#### Selected text:
Led by André Taylor of the Yale School of Engineering & Applied Science and Nilay Hazari of Yale’s chemistry department, the researchers developed a method that uses organic compounds with a metal core — known as metallocenes — to produce two possible types of doped CNTs.
A small amount of metallocenes in solution is deposited on the CNTs, which are then rotated at high speed. This simple “spin coating” process spreads the solution evenly across the surface of the CNTs, resulting in high doping levels that can improve electrical utility.
Using the method, the researchers found that doping with electron-deficient metallocenes, such as those with a cobalt core, results in CNTs with more positively charged electron “holes” than available negatively charged electrons to fill those holes; these CNTs are known as “p-type” because of their positive charge. On the other hand, doping with electron-rich metallocenes, such as those with a vanadium core, results in thenegatively charged “n-type” CNTs, which have more electrons than holes.
According to the team, which also includes doctoral candidates Xiaokai Li (lead author) and Louise Guard, metallocenes are the first generic family of molecules demonstrated to produce both p-type and n-type doping.

#### Entries supplied:
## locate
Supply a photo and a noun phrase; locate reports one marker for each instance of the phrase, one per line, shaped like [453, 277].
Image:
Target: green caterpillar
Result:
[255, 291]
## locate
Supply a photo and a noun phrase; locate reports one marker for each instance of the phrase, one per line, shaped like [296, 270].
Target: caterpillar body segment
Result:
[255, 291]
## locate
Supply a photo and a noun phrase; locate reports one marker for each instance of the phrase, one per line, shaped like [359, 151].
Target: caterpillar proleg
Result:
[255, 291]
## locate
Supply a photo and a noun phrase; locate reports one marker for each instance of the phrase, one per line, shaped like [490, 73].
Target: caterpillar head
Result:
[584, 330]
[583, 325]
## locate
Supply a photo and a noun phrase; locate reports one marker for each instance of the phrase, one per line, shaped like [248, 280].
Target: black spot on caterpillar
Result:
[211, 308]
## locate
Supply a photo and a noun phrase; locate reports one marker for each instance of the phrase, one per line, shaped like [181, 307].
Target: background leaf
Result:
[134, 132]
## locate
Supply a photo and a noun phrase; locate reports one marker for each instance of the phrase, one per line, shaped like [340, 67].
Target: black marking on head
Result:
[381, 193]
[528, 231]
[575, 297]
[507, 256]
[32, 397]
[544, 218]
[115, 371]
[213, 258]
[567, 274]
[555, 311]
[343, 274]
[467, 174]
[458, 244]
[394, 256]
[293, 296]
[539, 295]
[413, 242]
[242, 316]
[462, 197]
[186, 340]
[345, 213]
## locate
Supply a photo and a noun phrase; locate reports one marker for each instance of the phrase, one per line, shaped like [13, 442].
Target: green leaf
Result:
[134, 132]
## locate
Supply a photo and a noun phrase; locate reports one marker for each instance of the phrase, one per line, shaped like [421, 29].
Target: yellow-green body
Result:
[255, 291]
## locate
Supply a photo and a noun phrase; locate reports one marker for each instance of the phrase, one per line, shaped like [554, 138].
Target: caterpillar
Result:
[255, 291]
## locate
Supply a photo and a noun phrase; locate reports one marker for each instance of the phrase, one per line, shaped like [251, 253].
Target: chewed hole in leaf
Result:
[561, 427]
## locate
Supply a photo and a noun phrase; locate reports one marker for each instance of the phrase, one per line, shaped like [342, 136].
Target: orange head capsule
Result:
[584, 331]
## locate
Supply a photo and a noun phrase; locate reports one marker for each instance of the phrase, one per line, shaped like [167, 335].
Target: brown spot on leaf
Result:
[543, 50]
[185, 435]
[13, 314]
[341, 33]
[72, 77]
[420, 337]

#### Exercises to complete:
(1) From the carbon nanotube doping text, copy the passage starting at "Led by André" and ending at "improve electrical utility.".
(2) In the carbon nanotube doping text, what metal core do the electron-rich metallocenes given as an example have?
(3) Can you write what comes next in the carbon nanotube doping text, picking up after its final sentence?

#### Expected responses:
(1)
Led by André Taylor of the Yale School of Engineering & Applied Science and Nilay Hazari of Yale’s chemistry department, the researchers developed a method that uses organic compounds with a metal core — known as metallocenes — to produce two possible types of doped CNTs.
A small amount of metallocenes in solution is deposited on the CNTs, which are then rotated at high speed. This simple “spin coating” process spreads the solution evenly across the surface of the CNTs, resulting in high doping levels that can improve electrical utility.

(2) A vanadium core.

(3)
“We showed that by changing the coordinate metal of a metallocene, we could actually render these carbon nanotubes p-type or n-type at will, and we can even go back and forth between the two,” said Taylor, who is associate professor of chemical and environmental engineering. Hazari is assistant professor of chemistry.
The finding is significant, Taylor said, because although p-type doping is common and even occurs naturally when CNTs interact with air, previous n-type doping methods produced low doping levels that could not be effectively used in devices. The Yale team’s method produced an n-type CNT-silicon cell more than 450 times more efficient than the best solar cells of this type.
“If you have a high doping ratio, then you have better electron transport, better mobility, and ultimately a better functioning device,” said Taylor. “As such, these findings move us one step further towards our goal of improving the efficiency of hybrid solar cells.”